» MATERIAL FOR THE TASK
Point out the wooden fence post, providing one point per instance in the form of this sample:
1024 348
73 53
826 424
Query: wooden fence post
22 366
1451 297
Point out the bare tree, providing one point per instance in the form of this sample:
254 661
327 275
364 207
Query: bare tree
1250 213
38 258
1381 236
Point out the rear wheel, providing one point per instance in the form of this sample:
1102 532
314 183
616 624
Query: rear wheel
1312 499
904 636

---

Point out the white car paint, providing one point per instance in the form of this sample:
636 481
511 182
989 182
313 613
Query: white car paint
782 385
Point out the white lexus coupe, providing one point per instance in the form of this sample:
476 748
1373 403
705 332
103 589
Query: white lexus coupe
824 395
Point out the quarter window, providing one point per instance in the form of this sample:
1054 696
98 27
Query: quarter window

...

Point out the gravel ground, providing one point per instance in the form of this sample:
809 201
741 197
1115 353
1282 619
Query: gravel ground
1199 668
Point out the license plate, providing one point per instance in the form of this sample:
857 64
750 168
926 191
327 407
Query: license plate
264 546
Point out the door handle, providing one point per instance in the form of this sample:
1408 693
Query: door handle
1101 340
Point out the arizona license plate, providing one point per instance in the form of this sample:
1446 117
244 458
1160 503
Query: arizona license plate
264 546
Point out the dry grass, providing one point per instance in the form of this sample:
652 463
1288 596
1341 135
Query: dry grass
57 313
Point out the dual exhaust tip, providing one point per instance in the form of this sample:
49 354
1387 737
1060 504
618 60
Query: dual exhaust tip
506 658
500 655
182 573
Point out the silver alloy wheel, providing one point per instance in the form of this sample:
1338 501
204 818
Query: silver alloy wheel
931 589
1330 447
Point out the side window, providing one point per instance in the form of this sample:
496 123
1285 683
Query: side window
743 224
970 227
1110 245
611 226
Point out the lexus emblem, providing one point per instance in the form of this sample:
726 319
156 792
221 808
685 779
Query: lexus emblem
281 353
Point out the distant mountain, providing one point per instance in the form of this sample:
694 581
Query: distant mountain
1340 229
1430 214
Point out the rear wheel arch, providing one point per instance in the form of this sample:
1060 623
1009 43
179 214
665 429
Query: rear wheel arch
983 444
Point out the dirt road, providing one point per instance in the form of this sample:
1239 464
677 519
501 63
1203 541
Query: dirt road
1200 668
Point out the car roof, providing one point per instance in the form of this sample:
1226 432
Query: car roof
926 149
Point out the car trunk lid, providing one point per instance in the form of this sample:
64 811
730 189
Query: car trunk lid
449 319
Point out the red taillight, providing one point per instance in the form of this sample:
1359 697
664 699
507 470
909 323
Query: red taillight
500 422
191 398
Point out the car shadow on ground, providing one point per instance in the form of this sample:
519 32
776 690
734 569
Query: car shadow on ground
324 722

» PROBLEM DESCRIPTION
What lines in the records above include the string "quarter"? Copy each one.

» EXPECTED OUTPUT
Point out the quarter window, providing one point per instance in the form of this sample:
Query: quarter window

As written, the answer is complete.